Material:
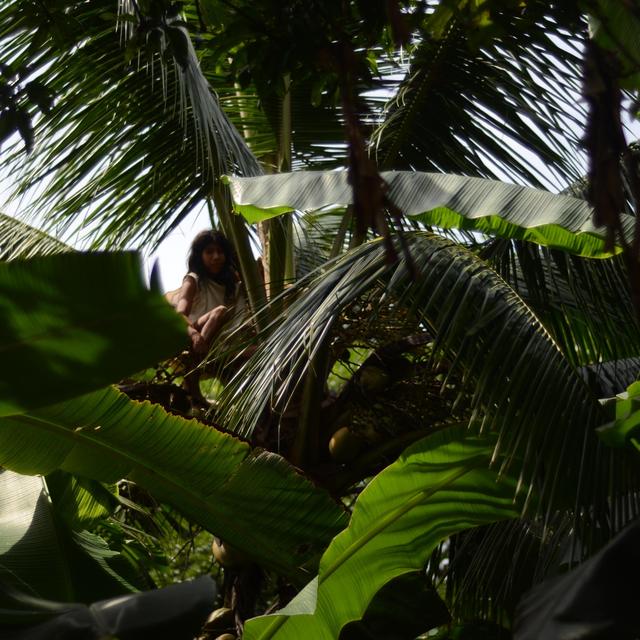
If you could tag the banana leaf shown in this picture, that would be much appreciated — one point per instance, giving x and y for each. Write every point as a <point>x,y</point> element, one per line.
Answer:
<point>251,498</point>
<point>72,323</point>
<point>440,485</point>
<point>402,610</point>
<point>445,201</point>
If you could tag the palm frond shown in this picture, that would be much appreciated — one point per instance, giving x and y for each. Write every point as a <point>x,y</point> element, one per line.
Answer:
<point>21,241</point>
<point>486,107</point>
<point>121,153</point>
<point>517,380</point>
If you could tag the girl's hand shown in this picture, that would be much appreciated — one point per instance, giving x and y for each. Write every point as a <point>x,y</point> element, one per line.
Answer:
<point>198,343</point>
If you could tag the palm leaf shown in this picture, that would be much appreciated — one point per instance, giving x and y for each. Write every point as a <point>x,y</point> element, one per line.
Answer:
<point>446,201</point>
<point>516,380</point>
<point>583,303</point>
<point>212,478</point>
<point>117,154</point>
<point>20,240</point>
<point>438,486</point>
<point>472,101</point>
<point>74,322</point>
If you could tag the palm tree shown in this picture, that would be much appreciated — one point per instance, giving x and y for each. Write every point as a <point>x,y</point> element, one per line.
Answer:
<point>489,330</point>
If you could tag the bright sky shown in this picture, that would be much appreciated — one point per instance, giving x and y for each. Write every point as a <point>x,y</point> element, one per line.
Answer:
<point>172,253</point>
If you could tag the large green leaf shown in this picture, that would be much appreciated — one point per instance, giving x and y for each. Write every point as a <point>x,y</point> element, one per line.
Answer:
<point>127,149</point>
<point>440,485</point>
<point>510,376</point>
<point>253,499</point>
<point>446,201</point>
<point>74,322</point>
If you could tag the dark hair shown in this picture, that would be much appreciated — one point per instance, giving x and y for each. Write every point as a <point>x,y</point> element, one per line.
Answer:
<point>228,275</point>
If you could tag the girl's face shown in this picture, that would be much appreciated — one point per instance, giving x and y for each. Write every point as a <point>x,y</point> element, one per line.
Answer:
<point>213,259</point>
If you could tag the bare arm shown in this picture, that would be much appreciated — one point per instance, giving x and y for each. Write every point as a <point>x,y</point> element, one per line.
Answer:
<point>186,295</point>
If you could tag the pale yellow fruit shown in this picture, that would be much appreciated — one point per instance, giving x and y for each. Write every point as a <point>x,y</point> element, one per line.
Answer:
<point>344,446</point>
<point>226,555</point>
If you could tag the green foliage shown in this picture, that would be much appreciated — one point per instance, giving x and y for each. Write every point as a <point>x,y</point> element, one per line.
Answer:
<point>78,322</point>
<point>438,486</point>
<point>445,201</point>
<point>44,558</point>
<point>623,430</point>
<point>213,478</point>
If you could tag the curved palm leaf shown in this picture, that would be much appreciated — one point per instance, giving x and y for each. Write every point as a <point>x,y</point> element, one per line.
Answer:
<point>438,486</point>
<point>73,322</point>
<point>583,303</point>
<point>519,383</point>
<point>213,478</point>
<point>446,201</point>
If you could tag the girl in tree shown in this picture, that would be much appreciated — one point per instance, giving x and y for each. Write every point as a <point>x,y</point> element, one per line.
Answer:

To be done: Starting from the line with "If you could tag the green" and ending with the final line of the data, quote every line exactly, both ends included.

Answer for the task:
If you could tag the green foliage shown in this picture, that would be much appreciated — one point per instance, giving x and y for each. Write every point as a <point>x,y</point> element, one per line.
Answer:
<point>78,322</point>
<point>438,486</point>
<point>445,201</point>
<point>44,558</point>
<point>623,430</point>
<point>213,478</point>
If you could tag the curved palm leaf shown in this picture, that would be much appreciated — one point per instance, giving x and y for each. Write every point as a <point>x,y</point> element, one per line.
Answer:
<point>438,486</point>
<point>73,322</point>
<point>583,303</point>
<point>519,383</point>
<point>213,478</point>
<point>446,201</point>
If you could tag the girl in tree shown in this picture, that would be much appreciated — one point per instance, giving x and y for each. Write every point as a <point>x,y</point> element, one per line.
Answer:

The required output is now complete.